* BEGIN *

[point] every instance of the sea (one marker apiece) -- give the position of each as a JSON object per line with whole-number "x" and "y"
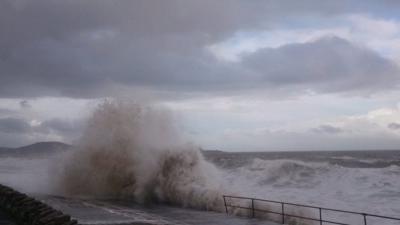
{"x": 360, "y": 181}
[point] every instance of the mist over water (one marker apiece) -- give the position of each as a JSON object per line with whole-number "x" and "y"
{"x": 135, "y": 152}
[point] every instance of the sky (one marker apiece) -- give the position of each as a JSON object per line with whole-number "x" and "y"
{"x": 256, "y": 75}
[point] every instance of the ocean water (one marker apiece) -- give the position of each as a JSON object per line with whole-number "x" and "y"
{"x": 363, "y": 181}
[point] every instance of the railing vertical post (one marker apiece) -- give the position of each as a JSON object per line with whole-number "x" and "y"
{"x": 226, "y": 208}
{"x": 320, "y": 216}
{"x": 252, "y": 207}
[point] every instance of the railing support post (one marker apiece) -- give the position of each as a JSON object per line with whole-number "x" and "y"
{"x": 226, "y": 208}
{"x": 252, "y": 207}
{"x": 320, "y": 216}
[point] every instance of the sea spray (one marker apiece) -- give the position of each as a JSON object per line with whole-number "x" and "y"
{"x": 133, "y": 151}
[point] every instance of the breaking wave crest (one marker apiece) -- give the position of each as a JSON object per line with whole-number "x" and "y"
{"x": 133, "y": 151}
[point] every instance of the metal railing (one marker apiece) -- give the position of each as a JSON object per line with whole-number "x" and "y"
{"x": 283, "y": 214}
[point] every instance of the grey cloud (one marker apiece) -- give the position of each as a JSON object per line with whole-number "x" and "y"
{"x": 327, "y": 129}
{"x": 25, "y": 104}
{"x": 53, "y": 129}
{"x": 66, "y": 127}
{"x": 329, "y": 64}
{"x": 14, "y": 125}
{"x": 394, "y": 126}
{"x": 84, "y": 48}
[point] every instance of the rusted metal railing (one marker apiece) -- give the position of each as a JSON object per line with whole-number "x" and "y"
{"x": 284, "y": 214}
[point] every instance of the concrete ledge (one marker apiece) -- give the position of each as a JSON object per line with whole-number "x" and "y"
{"x": 26, "y": 210}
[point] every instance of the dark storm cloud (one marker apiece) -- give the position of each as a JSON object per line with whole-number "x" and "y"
{"x": 327, "y": 129}
{"x": 394, "y": 126}
{"x": 83, "y": 48}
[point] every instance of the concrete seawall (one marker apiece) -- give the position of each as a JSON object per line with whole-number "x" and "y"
{"x": 26, "y": 210}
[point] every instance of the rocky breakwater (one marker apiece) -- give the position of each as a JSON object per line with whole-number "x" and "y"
{"x": 26, "y": 210}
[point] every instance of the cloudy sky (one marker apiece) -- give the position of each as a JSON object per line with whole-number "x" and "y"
{"x": 239, "y": 75}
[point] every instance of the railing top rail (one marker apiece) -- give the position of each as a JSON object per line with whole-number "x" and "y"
{"x": 311, "y": 206}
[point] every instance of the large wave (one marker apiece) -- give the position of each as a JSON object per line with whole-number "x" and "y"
{"x": 133, "y": 151}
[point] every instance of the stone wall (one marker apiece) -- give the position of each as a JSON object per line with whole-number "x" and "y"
{"x": 26, "y": 210}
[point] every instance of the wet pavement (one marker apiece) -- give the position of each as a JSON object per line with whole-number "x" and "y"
{"x": 111, "y": 212}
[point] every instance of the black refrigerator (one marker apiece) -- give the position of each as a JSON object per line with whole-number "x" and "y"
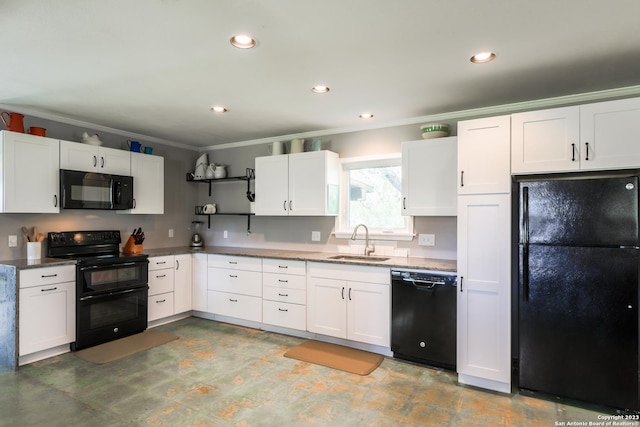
{"x": 578, "y": 289}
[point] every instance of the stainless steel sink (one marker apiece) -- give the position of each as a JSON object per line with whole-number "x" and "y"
{"x": 359, "y": 258}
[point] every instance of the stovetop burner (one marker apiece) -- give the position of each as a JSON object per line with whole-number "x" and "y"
{"x": 89, "y": 247}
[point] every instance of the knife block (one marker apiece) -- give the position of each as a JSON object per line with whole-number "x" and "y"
{"x": 131, "y": 248}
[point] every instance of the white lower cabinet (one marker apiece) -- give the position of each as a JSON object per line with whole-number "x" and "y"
{"x": 234, "y": 287}
{"x": 351, "y": 302}
{"x": 484, "y": 297}
{"x": 284, "y": 295}
{"x": 170, "y": 284}
{"x": 47, "y": 299}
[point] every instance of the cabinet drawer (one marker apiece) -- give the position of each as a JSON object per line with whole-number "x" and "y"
{"x": 236, "y": 281}
{"x": 286, "y": 315}
{"x": 284, "y": 266}
{"x": 234, "y": 305}
{"x": 160, "y": 306}
{"x": 160, "y": 262}
{"x": 235, "y": 262}
{"x": 47, "y": 275}
{"x": 295, "y": 296}
{"x": 284, "y": 281}
{"x": 161, "y": 281}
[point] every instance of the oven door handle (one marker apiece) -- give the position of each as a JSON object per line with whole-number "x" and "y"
{"x": 126, "y": 291}
{"x": 96, "y": 267}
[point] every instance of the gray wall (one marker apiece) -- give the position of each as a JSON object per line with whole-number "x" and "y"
{"x": 181, "y": 197}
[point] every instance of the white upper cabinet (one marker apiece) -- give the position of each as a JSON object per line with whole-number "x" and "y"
{"x": 89, "y": 158}
{"x": 546, "y": 140}
{"x": 30, "y": 175}
{"x": 429, "y": 177}
{"x": 610, "y": 134}
{"x": 483, "y": 156}
{"x": 598, "y": 136}
{"x": 301, "y": 184}
{"x": 148, "y": 184}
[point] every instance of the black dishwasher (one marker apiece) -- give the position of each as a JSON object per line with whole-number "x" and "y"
{"x": 423, "y": 317}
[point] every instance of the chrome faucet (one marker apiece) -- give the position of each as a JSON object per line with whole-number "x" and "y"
{"x": 367, "y": 250}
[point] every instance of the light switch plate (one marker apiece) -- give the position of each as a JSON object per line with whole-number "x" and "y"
{"x": 427, "y": 239}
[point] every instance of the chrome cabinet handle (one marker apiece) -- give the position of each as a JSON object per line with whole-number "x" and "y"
{"x": 587, "y": 146}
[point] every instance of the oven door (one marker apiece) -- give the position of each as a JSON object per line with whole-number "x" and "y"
{"x": 107, "y": 317}
{"x": 110, "y": 277}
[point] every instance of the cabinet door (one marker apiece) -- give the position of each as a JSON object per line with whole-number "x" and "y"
{"x": 114, "y": 161}
{"x": 79, "y": 157}
{"x": 182, "y": 283}
{"x": 199, "y": 274}
{"x": 429, "y": 178}
{"x": 484, "y": 305}
{"x": 545, "y": 141}
{"x": 369, "y": 313}
{"x": 484, "y": 155}
{"x": 47, "y": 316}
{"x": 148, "y": 184}
{"x": 311, "y": 189}
{"x": 609, "y": 134}
{"x": 326, "y": 307}
{"x": 272, "y": 185}
{"x": 31, "y": 178}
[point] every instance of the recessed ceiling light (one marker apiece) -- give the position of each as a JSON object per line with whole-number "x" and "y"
{"x": 243, "y": 41}
{"x": 481, "y": 57}
{"x": 320, "y": 89}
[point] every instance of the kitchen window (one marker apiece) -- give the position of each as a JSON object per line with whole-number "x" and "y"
{"x": 371, "y": 194}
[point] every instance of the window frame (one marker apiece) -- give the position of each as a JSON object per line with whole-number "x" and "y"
{"x": 341, "y": 230}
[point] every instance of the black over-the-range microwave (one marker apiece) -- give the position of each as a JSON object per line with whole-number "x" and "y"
{"x": 89, "y": 190}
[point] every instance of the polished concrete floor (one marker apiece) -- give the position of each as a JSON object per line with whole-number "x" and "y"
{"x": 222, "y": 375}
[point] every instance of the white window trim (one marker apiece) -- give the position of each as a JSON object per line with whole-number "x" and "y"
{"x": 341, "y": 231}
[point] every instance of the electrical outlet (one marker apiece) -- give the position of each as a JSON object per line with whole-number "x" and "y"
{"x": 427, "y": 239}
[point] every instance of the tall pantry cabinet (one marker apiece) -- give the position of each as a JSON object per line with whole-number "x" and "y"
{"x": 484, "y": 266}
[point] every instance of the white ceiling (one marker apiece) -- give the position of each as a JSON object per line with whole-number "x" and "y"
{"x": 154, "y": 67}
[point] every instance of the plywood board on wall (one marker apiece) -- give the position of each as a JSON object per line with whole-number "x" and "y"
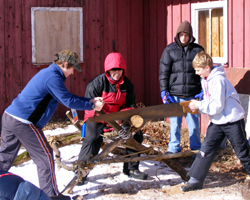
{"x": 53, "y": 30}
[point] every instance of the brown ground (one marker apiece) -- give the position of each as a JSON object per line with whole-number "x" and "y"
{"x": 226, "y": 176}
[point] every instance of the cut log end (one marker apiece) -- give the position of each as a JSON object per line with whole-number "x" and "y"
{"x": 137, "y": 121}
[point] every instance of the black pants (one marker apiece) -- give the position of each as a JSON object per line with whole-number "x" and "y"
{"x": 15, "y": 133}
{"x": 93, "y": 141}
{"x": 235, "y": 133}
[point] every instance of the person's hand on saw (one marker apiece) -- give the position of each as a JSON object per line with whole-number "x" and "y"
{"x": 98, "y": 103}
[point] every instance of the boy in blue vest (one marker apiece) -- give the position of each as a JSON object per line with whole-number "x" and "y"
{"x": 221, "y": 103}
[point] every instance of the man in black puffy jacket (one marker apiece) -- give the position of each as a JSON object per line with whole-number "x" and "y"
{"x": 178, "y": 82}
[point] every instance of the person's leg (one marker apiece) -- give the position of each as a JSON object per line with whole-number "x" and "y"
{"x": 235, "y": 133}
{"x": 204, "y": 158}
{"x": 93, "y": 141}
{"x": 132, "y": 168}
{"x": 193, "y": 128}
{"x": 10, "y": 144}
{"x": 35, "y": 142}
{"x": 175, "y": 135}
{"x": 91, "y": 144}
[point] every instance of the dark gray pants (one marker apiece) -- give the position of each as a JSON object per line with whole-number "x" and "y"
{"x": 235, "y": 133}
{"x": 15, "y": 133}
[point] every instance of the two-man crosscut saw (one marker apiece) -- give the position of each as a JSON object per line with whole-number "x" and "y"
{"x": 149, "y": 113}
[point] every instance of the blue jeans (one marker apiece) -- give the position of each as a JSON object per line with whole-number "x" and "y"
{"x": 175, "y": 127}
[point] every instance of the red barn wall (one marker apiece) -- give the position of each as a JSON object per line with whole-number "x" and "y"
{"x": 141, "y": 30}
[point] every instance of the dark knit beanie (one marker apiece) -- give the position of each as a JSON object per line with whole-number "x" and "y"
{"x": 187, "y": 28}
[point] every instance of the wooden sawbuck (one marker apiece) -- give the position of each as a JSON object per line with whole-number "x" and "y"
{"x": 137, "y": 118}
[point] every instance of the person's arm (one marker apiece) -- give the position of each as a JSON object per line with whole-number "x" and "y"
{"x": 56, "y": 87}
{"x": 216, "y": 103}
{"x": 131, "y": 96}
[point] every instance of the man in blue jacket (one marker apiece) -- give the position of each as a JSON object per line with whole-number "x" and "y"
{"x": 13, "y": 187}
{"x": 23, "y": 120}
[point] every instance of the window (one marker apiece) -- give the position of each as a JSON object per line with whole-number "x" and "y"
{"x": 209, "y": 22}
{"x": 55, "y": 29}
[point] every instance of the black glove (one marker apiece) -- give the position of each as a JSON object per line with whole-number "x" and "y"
{"x": 124, "y": 134}
{"x": 125, "y": 130}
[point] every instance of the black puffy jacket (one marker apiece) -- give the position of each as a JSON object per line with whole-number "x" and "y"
{"x": 176, "y": 73}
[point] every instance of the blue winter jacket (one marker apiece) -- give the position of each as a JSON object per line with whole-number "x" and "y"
{"x": 38, "y": 100}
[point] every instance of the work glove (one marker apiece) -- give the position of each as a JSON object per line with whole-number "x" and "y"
{"x": 166, "y": 98}
{"x": 199, "y": 96}
{"x": 124, "y": 133}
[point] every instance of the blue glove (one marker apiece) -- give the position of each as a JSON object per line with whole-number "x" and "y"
{"x": 166, "y": 98}
{"x": 199, "y": 96}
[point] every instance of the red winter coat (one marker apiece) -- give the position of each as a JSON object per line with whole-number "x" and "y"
{"x": 118, "y": 95}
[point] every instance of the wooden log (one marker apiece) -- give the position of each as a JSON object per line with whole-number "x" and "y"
{"x": 159, "y": 157}
{"x": 77, "y": 124}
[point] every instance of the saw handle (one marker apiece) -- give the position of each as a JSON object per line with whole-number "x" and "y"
{"x": 186, "y": 108}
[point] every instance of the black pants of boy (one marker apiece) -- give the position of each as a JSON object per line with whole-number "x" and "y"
{"x": 93, "y": 141}
{"x": 235, "y": 133}
{"x": 15, "y": 133}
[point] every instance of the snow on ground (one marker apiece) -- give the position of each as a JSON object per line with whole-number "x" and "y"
{"x": 106, "y": 181}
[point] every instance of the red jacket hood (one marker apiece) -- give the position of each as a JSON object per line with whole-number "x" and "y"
{"x": 114, "y": 60}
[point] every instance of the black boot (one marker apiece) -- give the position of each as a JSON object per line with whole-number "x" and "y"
{"x": 82, "y": 181}
{"x": 136, "y": 174}
{"x": 192, "y": 186}
{"x": 61, "y": 197}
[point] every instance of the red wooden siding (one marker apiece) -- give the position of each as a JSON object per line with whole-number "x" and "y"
{"x": 141, "y": 30}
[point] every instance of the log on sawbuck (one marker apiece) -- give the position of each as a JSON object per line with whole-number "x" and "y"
{"x": 85, "y": 166}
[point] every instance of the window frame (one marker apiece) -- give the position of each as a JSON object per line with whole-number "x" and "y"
{"x": 33, "y": 45}
{"x": 195, "y": 7}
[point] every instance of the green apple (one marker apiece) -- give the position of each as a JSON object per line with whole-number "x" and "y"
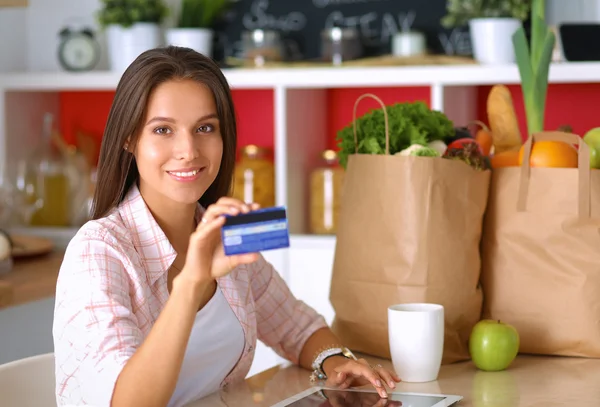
{"x": 493, "y": 345}
{"x": 592, "y": 139}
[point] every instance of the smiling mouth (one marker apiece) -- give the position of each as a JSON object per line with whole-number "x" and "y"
{"x": 186, "y": 174}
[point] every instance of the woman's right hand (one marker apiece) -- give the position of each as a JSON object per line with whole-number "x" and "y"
{"x": 206, "y": 259}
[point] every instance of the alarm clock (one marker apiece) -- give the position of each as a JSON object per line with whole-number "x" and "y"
{"x": 78, "y": 50}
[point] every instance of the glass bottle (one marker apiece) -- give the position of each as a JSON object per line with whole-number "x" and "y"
{"x": 254, "y": 178}
{"x": 50, "y": 169}
{"x": 325, "y": 194}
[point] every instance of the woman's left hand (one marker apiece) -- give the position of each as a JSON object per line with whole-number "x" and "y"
{"x": 343, "y": 373}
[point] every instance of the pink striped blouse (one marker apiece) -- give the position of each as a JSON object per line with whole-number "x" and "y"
{"x": 112, "y": 287}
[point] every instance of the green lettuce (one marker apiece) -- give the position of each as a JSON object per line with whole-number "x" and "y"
{"x": 409, "y": 123}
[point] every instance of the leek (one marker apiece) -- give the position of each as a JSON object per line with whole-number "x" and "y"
{"x": 534, "y": 65}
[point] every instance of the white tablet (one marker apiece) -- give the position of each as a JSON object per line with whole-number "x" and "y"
{"x": 327, "y": 397}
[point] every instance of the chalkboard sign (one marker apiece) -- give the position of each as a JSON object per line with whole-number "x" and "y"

* END *

◆ AIM:
Find the line that contains "[point] every instance of the green lettuce". Repeat it and every line after it, exactly as written, up to and including the last line of the records above.

◆ REPLY TO THE TASK:
[point] every instance of the green lettuce (one marker apiece) -- give the position of each as a JSON object per line with whole-number "x" and "y"
{"x": 409, "y": 123}
[point] every instance of the leek (one marker apiece) -- give the position of each as a JSON object per line with whole-number "x" and "y"
{"x": 534, "y": 65}
[point] every instance of the white tablet (one marker apiece) -- give the position of each as a JSON object per line with whole-number "x" and "y"
{"x": 327, "y": 397}
[point] every instance of the chalkboard sign (one marker apiece) -- give the position of each as a JSON object per line with whole-number "x" and "y"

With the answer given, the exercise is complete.